Work instructions:
Show all lines below holding the string "crest".

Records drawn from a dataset

══════

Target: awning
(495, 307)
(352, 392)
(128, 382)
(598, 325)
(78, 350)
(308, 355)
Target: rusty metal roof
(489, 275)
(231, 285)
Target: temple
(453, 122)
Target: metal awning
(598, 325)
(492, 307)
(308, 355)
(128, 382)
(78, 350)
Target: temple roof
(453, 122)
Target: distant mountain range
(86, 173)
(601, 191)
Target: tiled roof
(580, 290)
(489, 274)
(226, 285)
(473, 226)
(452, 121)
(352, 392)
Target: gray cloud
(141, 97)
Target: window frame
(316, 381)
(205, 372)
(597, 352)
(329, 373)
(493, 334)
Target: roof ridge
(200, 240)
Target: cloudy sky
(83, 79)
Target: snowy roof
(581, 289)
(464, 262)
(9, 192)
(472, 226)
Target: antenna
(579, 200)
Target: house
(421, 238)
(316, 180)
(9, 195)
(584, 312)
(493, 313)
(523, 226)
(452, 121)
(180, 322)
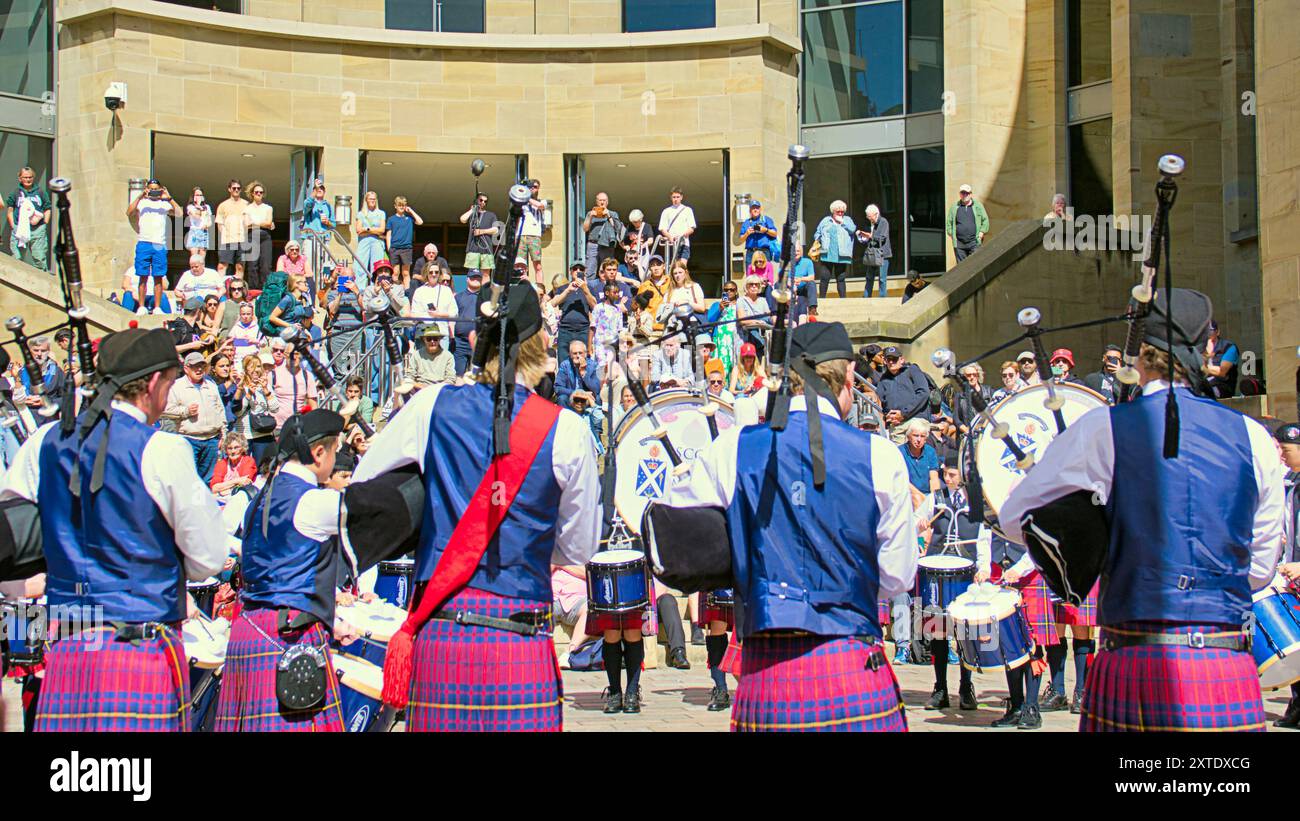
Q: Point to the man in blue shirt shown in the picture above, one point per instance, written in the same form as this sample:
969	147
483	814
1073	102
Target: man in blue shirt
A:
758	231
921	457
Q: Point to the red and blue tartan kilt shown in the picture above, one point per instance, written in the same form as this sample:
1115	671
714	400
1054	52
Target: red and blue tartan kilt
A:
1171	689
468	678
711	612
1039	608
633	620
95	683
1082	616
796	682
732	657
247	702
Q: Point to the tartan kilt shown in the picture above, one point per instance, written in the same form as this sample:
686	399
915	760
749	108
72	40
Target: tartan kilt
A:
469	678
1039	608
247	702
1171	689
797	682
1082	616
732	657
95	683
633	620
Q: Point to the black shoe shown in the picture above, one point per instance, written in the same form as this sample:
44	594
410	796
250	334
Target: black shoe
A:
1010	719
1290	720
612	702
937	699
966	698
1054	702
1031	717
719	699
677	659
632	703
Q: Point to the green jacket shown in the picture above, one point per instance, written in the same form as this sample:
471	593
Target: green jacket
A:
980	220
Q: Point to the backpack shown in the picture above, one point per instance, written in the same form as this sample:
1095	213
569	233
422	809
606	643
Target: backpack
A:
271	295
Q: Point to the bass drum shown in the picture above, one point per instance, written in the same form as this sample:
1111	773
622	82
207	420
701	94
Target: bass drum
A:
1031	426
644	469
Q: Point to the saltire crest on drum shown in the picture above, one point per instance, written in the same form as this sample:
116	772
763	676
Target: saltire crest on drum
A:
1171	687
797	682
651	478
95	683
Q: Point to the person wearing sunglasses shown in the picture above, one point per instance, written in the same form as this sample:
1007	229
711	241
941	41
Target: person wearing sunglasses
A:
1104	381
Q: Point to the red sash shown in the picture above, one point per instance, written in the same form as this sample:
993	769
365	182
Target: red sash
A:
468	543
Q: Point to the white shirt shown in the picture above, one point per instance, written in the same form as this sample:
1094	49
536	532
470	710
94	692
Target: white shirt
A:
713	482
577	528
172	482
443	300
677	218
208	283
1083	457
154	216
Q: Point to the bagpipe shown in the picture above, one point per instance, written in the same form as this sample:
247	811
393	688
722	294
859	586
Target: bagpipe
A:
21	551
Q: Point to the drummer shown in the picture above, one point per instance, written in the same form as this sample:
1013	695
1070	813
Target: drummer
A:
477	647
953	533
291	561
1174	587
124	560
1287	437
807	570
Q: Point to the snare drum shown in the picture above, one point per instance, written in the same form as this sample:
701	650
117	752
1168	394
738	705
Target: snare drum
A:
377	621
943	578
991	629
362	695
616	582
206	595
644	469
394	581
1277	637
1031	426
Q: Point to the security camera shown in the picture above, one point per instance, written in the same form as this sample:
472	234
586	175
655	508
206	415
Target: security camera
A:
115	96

══════

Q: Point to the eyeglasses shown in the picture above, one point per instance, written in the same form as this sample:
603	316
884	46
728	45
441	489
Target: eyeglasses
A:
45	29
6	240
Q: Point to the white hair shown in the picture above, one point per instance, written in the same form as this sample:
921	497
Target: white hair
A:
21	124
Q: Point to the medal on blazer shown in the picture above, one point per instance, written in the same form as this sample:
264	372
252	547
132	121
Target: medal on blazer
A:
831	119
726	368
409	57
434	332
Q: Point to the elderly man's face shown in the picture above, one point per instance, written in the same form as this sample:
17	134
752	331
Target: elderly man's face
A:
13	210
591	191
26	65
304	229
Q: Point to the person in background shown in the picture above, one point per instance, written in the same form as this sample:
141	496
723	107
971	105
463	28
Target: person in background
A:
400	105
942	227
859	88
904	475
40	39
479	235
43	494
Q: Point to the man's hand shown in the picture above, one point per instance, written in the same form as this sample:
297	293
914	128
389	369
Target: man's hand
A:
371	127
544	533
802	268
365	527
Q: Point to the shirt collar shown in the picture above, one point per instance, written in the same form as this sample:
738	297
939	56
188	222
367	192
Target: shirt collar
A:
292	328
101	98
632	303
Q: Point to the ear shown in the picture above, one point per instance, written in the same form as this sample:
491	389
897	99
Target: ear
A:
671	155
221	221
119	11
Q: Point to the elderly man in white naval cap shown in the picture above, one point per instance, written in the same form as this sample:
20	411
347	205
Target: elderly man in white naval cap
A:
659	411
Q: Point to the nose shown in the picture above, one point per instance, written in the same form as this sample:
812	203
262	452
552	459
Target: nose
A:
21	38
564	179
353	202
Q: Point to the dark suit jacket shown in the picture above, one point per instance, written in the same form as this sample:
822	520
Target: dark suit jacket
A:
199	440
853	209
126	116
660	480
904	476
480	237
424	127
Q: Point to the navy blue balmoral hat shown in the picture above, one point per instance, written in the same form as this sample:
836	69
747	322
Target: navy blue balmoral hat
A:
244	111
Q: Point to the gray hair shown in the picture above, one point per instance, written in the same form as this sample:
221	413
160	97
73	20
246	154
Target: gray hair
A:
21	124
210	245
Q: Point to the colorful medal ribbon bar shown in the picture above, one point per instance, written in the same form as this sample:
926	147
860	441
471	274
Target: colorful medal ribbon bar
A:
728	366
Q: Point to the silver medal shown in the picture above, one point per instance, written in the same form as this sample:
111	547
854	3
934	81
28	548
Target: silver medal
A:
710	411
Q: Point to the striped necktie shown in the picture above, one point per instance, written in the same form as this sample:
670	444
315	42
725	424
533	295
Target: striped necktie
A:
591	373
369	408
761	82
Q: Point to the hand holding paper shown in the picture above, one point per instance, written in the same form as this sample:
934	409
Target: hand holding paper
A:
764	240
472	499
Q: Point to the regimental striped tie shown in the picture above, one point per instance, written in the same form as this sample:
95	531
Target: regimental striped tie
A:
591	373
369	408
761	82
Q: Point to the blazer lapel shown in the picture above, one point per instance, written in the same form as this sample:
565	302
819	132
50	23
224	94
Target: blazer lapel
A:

══════

Answer to this exercise:
Q: Point to the saltire crest on drum shown in the picture above, one point per instance, written in the same form as this sample:
Target: saltire crest on drum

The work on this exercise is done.